• Your objective: Can you echo every one of the lines below back, word for word and in the same order?

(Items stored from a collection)
★ ★ ★ ★
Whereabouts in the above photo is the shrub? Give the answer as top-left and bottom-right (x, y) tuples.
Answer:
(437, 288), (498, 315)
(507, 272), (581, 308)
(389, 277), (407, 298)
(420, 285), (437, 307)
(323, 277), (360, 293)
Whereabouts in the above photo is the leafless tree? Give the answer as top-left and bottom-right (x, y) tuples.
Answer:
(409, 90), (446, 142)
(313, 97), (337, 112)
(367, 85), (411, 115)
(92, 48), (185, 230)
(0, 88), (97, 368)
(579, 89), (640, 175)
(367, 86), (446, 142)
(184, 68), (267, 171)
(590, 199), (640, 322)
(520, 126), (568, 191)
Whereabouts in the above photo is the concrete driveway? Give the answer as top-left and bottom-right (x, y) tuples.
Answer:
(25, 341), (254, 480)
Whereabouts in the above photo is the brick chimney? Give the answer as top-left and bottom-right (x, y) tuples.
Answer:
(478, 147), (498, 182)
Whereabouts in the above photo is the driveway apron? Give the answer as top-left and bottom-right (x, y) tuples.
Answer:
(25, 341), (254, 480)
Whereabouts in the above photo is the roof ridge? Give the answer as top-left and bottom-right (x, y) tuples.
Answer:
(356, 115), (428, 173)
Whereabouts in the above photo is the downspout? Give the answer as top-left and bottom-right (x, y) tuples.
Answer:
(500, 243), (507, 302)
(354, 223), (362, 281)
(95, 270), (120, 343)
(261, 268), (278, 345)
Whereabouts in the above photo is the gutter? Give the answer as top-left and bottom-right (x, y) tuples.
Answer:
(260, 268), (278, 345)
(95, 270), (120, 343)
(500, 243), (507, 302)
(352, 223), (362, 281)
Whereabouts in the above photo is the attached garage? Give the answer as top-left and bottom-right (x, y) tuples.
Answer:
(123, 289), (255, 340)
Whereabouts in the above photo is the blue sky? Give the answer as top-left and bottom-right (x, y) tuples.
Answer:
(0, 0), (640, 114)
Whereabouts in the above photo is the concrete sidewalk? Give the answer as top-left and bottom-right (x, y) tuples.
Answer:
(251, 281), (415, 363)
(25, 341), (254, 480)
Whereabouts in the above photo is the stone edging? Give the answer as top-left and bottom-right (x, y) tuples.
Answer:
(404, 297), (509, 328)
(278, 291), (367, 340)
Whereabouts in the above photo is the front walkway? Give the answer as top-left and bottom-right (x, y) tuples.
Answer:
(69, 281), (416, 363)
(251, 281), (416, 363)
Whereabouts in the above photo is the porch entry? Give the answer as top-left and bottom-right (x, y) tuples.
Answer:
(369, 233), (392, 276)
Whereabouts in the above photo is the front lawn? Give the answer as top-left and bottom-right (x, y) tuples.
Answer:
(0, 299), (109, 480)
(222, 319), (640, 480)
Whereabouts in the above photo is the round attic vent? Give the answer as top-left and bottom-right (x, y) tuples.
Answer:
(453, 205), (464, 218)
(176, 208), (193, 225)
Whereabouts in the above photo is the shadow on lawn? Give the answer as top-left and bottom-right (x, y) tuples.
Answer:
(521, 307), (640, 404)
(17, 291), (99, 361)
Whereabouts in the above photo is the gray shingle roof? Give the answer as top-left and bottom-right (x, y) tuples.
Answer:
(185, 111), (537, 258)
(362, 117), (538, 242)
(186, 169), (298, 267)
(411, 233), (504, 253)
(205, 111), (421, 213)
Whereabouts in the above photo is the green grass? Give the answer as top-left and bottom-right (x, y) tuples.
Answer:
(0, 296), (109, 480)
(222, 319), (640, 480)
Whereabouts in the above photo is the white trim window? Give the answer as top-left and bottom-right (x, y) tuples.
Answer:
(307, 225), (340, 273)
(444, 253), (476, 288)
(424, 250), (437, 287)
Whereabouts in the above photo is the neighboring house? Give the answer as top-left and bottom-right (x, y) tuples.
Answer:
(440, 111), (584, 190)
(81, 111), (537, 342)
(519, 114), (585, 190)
★ ★ ★ ★
• Answer:
Whereabouts in the above photo is the shrub? Give the answer as top-left and bottom-right (x, y) tuples.
Answer:
(437, 288), (498, 315)
(507, 272), (581, 308)
(389, 277), (407, 298)
(420, 285), (437, 307)
(323, 277), (360, 293)
Whereabouts in the above photo is the leafless tree? Give the answer as top-left and bottom-right (x, y) tuples.
Answer:
(409, 90), (446, 142)
(313, 97), (337, 112)
(367, 85), (411, 115)
(92, 48), (185, 230)
(0, 88), (97, 368)
(579, 89), (640, 175)
(367, 86), (446, 142)
(184, 68), (267, 171)
(590, 199), (640, 322)
(520, 126), (568, 191)
Whereabouts in the above photo is the concrete driveway? Give the answer as top-left and bottom-right (x, y) tuples.
Answer:
(25, 341), (254, 480)
Whereabouts in the above photo is the brick chimney? Give the answer as top-left and bottom-right (x, y) tuples.
Answer:
(478, 147), (498, 182)
Whereabouts in the above photo is the driveway apron? Give the answer as top-left and bottom-right (x, y) tuples.
Answer:
(25, 341), (254, 480)
Whereabouts in the above photo is the roof ridge? Give the answer as top-left and bottom-right (x, y) tuples.
Answer:
(356, 115), (428, 173)
Whereabouts in the above photo is the downspout? Give the answer as top-left and bottom-right (x, y) tuples.
Answer:
(500, 243), (507, 302)
(354, 223), (362, 281)
(95, 270), (120, 343)
(261, 268), (278, 345)
Whereabouts in the above photo is the gutter? Give the answer as top-left and bottom-right (x, y) tuples.
Answer:
(260, 268), (278, 345)
(95, 270), (120, 343)
(500, 243), (507, 302)
(352, 223), (362, 281)
Whereabouts in the above photo is the attached garage? Give the answer as top-left and bottom-right (x, y) tuples.
Answer:
(123, 289), (255, 340)
Whereabouts in the above photo is the blue sky? Give the answer as top-left and bottom-right (x, y) tuples.
Answer:
(0, 0), (640, 114)
Whereabouts in the above photo is the concrete sidewalk? Give the answer as top-left and bottom-right (x, y) tuples.
Answer:
(251, 281), (415, 363)
(25, 341), (254, 480)
Whereabouts in the above photo is the stone edging? Give the answer as top-left and bottom-right (x, y) tuples.
Answer:
(404, 297), (509, 328)
(278, 291), (367, 340)
Whereabouts in the above photo is the front walkway? Give the answer as top-left and bottom-right (x, y) tuples.
Answer:
(69, 281), (416, 363)
(251, 281), (416, 363)
Whereabouts in the above photo is the porch entry? Give the answer as top-left and bottom-right (x, y) tuples.
Answer:
(369, 233), (392, 276)
Whereabouts in the above photo is the front lawn? Give the answer as top-left and bottom-right (x, y) tuples.
Answer:
(0, 299), (109, 480)
(222, 319), (640, 480)
Whereabouts in the above photo is the round attic vent? Give the answer as top-left and bottom-right (x, y) tuples.
Answer:
(453, 205), (464, 218)
(176, 208), (193, 225)
Whereabouts in the above photo is the shadow on lawn? Give the answer as top-left and bottom-right (x, y) tuples.
Answer:
(521, 307), (640, 404)
(17, 291), (99, 361)
Whereabouts in the above photo is the gray shingle roof? Give the answer as top-left and bottom-right (x, y) tuples.
Answer:
(185, 111), (537, 258)
(362, 117), (538, 242)
(186, 169), (298, 267)
(411, 233), (504, 253)
(205, 111), (421, 213)
Whereabouts in the above photo is the green grass? Give the answer as top-left and bottom-right (x, y) tuples.
Answer:
(0, 296), (109, 480)
(222, 319), (640, 480)
Whereabouts in the above photo is the white trim window? Give the answer as top-left and bottom-right (x, y) tuples.
Answer:
(307, 225), (340, 273)
(444, 253), (476, 288)
(424, 250), (437, 287)
Whereabouts in the above photo is the neighboring house? Give the answer as top-left and bottom-right (x, y) tuples.
Answer:
(440, 111), (584, 190)
(81, 111), (537, 342)
(519, 114), (585, 190)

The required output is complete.